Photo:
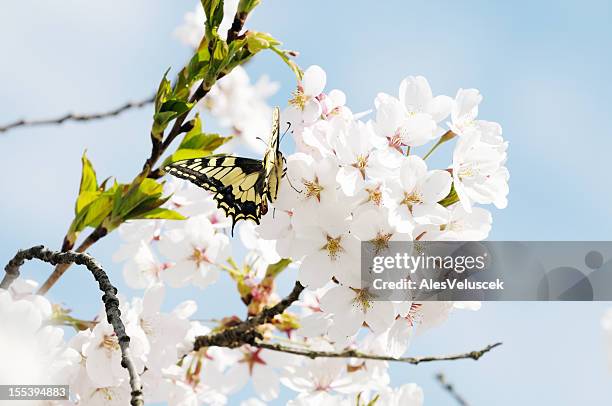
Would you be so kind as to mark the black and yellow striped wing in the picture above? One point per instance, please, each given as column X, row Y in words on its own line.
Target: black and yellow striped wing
column 238, row 184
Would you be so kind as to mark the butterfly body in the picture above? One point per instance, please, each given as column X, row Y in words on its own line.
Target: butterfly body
column 242, row 187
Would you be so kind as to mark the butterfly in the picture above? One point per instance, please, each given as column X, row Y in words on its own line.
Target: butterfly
column 242, row 187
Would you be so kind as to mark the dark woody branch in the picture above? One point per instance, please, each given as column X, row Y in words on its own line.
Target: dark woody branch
column 78, row 117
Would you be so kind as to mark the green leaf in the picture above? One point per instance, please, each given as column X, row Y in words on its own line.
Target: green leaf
column 195, row 70
column 214, row 13
column 161, row 214
column 164, row 89
column 88, row 188
column 285, row 56
column 146, row 190
column 89, row 182
column 182, row 154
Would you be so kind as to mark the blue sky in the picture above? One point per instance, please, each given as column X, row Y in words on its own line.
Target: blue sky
column 542, row 67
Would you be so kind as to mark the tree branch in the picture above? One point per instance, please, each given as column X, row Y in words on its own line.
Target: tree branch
column 59, row 270
column 475, row 355
column 237, row 25
column 245, row 332
column 451, row 390
column 157, row 150
column 111, row 303
column 78, row 117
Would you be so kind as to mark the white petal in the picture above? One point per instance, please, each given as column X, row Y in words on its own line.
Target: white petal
column 436, row 186
column 314, row 81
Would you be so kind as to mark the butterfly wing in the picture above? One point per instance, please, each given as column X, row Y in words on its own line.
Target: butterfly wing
column 237, row 183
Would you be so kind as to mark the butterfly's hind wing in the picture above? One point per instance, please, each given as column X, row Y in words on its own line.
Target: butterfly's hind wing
column 237, row 183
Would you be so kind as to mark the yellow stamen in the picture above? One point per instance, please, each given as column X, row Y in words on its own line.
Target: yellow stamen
column 333, row 247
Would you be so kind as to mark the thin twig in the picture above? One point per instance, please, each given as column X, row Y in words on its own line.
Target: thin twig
column 451, row 390
column 78, row 117
column 245, row 332
column 475, row 355
column 111, row 303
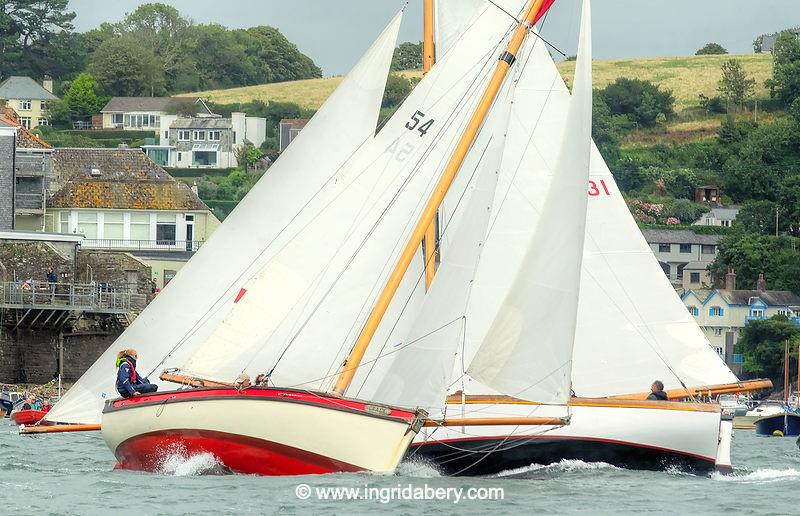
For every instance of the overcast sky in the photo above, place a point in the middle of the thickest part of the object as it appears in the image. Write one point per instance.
(334, 33)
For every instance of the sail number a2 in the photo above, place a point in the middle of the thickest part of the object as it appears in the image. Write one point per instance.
(417, 119)
(598, 188)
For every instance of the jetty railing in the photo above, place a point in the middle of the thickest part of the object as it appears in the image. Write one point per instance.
(90, 297)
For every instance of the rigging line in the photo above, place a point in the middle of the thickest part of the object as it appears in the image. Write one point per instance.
(422, 274)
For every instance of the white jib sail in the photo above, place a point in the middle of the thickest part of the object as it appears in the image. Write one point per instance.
(421, 363)
(527, 352)
(183, 314)
(305, 308)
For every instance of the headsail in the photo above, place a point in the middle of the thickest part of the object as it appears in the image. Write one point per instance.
(185, 313)
(527, 352)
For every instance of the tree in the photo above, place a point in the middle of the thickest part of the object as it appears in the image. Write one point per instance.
(83, 98)
(711, 49)
(29, 31)
(785, 81)
(735, 86)
(408, 56)
(125, 68)
(762, 342)
(640, 101)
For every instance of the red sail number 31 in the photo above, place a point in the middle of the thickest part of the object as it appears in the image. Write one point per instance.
(594, 190)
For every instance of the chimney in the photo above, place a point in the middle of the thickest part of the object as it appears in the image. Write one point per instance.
(761, 286)
(730, 279)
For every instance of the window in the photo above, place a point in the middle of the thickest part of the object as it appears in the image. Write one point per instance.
(63, 222)
(113, 225)
(165, 229)
(140, 226)
(87, 224)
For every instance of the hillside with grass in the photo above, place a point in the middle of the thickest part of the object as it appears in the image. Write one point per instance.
(687, 77)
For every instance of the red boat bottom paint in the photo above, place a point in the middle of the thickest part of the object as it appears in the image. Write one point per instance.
(240, 454)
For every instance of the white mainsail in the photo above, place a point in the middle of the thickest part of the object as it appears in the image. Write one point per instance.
(305, 308)
(416, 370)
(185, 313)
(527, 352)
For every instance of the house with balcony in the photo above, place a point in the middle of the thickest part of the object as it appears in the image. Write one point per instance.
(28, 165)
(121, 201)
(675, 250)
(722, 313)
(144, 113)
(205, 142)
(28, 98)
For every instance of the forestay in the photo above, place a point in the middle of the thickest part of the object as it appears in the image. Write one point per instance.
(186, 311)
(307, 305)
(527, 352)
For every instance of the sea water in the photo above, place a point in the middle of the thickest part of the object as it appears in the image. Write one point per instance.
(73, 474)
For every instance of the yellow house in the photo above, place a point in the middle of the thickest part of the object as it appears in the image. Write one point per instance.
(28, 98)
(119, 200)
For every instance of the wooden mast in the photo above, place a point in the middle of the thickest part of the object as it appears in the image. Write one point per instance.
(467, 138)
(428, 58)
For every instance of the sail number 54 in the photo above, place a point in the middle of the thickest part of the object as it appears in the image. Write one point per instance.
(419, 123)
(597, 188)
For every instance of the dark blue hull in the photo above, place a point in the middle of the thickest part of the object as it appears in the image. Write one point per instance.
(788, 423)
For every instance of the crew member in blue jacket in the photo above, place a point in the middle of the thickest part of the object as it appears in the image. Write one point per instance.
(129, 382)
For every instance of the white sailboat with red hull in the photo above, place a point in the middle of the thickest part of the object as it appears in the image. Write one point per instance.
(303, 268)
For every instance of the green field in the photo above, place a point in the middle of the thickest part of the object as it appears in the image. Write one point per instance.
(687, 77)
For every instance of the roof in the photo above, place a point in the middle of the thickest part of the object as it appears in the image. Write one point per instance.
(668, 236)
(25, 138)
(770, 297)
(296, 123)
(16, 87)
(117, 179)
(696, 266)
(149, 104)
(202, 123)
(39, 236)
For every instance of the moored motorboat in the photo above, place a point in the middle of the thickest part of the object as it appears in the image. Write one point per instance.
(250, 431)
(29, 417)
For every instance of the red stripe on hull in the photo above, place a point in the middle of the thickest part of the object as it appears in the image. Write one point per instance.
(241, 454)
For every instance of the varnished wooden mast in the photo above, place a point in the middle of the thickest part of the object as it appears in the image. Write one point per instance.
(428, 58)
(467, 138)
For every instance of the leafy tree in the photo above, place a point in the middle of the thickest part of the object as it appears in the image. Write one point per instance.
(83, 98)
(762, 342)
(641, 101)
(123, 67)
(397, 89)
(711, 49)
(785, 81)
(408, 56)
(735, 86)
(30, 35)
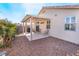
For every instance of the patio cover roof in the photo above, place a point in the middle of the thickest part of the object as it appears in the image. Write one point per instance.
(31, 16)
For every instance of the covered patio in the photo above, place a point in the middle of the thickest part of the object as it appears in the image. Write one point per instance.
(35, 27)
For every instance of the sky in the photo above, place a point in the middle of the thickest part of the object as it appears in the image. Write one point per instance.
(15, 12)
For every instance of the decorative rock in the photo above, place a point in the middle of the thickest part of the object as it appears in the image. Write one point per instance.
(3, 53)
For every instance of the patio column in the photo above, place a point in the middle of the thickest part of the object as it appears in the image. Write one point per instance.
(30, 29)
(23, 28)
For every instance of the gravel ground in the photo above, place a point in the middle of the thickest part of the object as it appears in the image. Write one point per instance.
(49, 46)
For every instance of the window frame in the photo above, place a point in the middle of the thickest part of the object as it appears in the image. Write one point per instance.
(70, 22)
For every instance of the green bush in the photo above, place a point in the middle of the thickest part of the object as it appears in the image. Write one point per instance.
(7, 31)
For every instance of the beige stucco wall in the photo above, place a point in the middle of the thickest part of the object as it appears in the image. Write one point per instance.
(56, 17)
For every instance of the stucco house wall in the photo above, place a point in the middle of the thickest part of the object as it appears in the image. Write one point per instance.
(57, 19)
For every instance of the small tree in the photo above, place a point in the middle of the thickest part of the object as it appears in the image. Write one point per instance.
(8, 31)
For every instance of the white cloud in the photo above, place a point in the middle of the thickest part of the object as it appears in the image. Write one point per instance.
(31, 7)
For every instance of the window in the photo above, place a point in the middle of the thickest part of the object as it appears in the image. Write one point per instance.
(70, 23)
(48, 24)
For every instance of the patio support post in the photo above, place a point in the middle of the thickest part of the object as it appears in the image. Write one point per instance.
(30, 29)
(23, 27)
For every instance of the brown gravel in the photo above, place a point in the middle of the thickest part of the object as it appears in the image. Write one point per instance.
(49, 46)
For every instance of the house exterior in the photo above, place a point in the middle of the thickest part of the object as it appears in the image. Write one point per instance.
(64, 22)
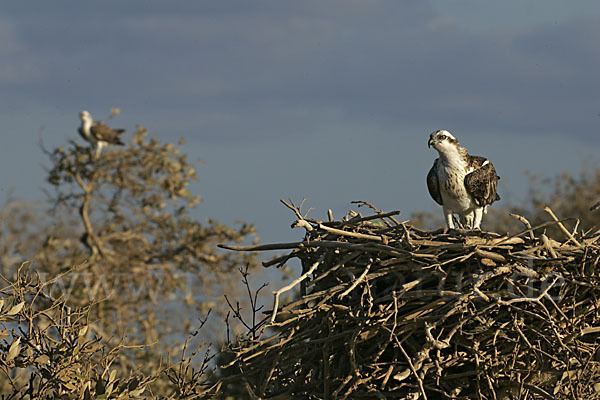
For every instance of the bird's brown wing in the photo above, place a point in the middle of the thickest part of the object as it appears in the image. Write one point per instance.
(482, 183)
(106, 134)
(433, 183)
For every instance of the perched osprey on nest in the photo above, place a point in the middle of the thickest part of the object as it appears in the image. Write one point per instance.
(462, 184)
(98, 133)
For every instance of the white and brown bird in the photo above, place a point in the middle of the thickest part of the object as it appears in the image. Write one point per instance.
(462, 184)
(97, 133)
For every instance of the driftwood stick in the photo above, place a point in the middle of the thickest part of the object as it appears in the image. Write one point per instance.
(290, 286)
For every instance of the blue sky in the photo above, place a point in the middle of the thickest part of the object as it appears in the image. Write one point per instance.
(329, 100)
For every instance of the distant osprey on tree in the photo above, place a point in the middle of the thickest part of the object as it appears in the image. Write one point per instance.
(97, 133)
(462, 184)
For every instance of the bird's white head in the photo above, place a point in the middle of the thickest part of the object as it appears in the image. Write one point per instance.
(443, 141)
(85, 116)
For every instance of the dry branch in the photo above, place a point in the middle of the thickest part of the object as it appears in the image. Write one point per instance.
(417, 314)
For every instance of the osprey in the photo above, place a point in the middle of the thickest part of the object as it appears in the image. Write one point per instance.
(462, 184)
(98, 133)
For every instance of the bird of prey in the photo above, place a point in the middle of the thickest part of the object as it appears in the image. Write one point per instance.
(97, 133)
(462, 184)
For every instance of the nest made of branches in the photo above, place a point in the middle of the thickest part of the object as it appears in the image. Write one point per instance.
(390, 311)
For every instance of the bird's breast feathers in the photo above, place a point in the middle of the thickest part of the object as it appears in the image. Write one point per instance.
(452, 181)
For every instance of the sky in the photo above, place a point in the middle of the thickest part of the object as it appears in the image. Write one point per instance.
(332, 100)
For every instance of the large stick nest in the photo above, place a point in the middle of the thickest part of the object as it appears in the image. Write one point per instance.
(390, 311)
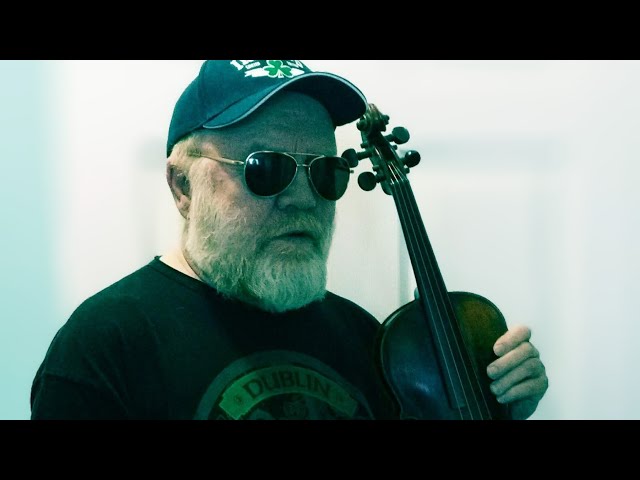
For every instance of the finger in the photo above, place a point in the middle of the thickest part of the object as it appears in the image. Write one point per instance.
(509, 361)
(530, 368)
(511, 339)
(530, 389)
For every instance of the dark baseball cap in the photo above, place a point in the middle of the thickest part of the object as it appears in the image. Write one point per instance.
(226, 91)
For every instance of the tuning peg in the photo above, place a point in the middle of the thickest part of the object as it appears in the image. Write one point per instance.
(411, 158)
(398, 135)
(367, 181)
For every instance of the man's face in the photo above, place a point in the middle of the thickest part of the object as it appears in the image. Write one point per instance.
(270, 252)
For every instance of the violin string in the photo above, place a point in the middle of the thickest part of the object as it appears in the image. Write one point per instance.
(412, 239)
(409, 207)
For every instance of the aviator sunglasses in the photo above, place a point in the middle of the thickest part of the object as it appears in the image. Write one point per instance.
(268, 173)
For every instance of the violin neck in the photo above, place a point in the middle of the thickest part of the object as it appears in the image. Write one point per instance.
(460, 379)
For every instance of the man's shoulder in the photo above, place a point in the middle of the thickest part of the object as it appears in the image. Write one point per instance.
(350, 308)
(149, 287)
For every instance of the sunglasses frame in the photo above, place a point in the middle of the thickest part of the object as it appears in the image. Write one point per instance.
(307, 166)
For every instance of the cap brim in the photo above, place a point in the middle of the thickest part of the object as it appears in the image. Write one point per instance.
(343, 100)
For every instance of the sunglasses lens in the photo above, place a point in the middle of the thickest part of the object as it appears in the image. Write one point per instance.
(330, 176)
(269, 173)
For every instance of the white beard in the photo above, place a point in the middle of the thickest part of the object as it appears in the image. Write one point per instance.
(241, 261)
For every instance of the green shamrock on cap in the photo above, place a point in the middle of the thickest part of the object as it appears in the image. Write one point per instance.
(276, 69)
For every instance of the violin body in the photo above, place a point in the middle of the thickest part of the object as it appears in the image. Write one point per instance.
(412, 367)
(434, 351)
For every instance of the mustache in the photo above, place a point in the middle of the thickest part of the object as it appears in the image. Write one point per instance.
(299, 223)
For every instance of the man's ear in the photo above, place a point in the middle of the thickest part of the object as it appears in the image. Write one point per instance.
(180, 188)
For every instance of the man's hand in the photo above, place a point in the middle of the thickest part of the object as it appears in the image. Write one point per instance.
(519, 377)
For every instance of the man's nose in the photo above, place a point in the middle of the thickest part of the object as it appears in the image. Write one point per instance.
(300, 194)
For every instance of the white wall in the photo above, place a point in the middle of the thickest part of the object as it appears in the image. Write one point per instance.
(526, 187)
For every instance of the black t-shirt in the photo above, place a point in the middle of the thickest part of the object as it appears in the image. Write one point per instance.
(159, 344)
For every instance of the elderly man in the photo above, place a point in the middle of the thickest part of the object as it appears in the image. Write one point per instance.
(237, 322)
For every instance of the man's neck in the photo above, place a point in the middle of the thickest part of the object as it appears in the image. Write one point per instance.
(176, 260)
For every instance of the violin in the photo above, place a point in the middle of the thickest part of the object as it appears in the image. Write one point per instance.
(432, 352)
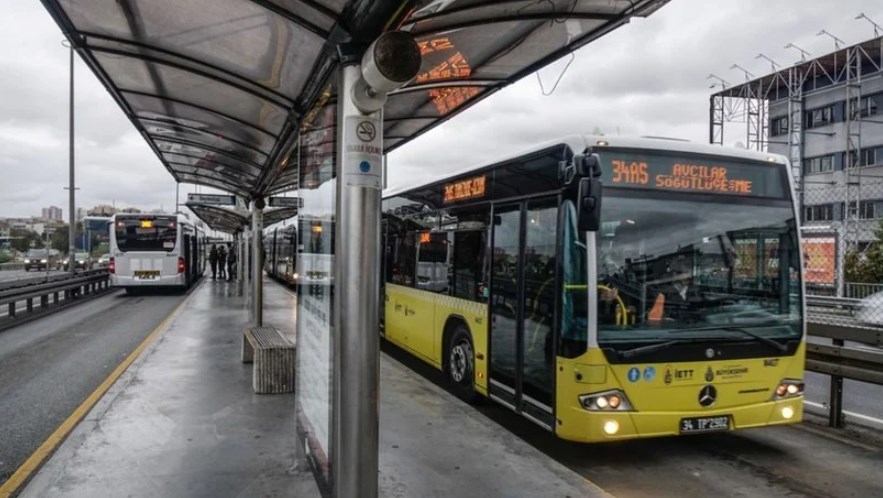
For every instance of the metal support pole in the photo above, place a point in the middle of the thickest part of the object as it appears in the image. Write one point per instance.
(246, 271)
(356, 275)
(257, 228)
(835, 399)
(72, 215)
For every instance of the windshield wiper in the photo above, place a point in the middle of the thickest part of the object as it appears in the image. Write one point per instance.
(766, 340)
(631, 353)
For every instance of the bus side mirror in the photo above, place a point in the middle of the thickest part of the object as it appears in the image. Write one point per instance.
(588, 169)
(589, 205)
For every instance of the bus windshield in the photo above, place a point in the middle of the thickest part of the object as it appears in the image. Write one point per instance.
(674, 267)
(146, 234)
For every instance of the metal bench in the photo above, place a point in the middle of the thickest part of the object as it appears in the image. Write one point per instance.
(273, 357)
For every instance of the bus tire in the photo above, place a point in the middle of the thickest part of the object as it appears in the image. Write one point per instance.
(460, 364)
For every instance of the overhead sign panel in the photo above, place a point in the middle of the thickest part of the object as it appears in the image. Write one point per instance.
(286, 202)
(211, 199)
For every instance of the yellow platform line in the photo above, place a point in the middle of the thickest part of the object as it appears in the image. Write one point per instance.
(23, 473)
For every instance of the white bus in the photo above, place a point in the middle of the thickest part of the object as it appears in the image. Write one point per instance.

## PROBLEM STATEMENT
Leave out the pictures and repeat the lines from the start of the material through the line with "Would you be so kind as to mark the green", inclusive.

## TASK RESULT
Photo:
Would you be so kind as to mark the black and yellow striped wing in the picture above? One point per instance, please, each given as column X, row Y in words on its own line.
Target: black and yellow striped wing
column 238, row 184
Would you be so kind as to mark the butterfly body in the picture above? One point per instance, please, each given as column X, row Y in words on its own line.
Target: butterfly body
column 242, row 187
Would you be so kind as to mark the butterfly in the picture above? One point per instance, please, each given as column X, row Y in words on its own line.
Target: butterfly
column 242, row 187
Would you be so kind as to mark the dark woody branch in the picture above? One point per instance, please, each given as column X, row Y in words on its own line.
Target: dark woody branch
column 78, row 117
Would you be so kind as to mark the green leaf in the picture above? One point per instance, please, each given as column X, row Y in words on its own line.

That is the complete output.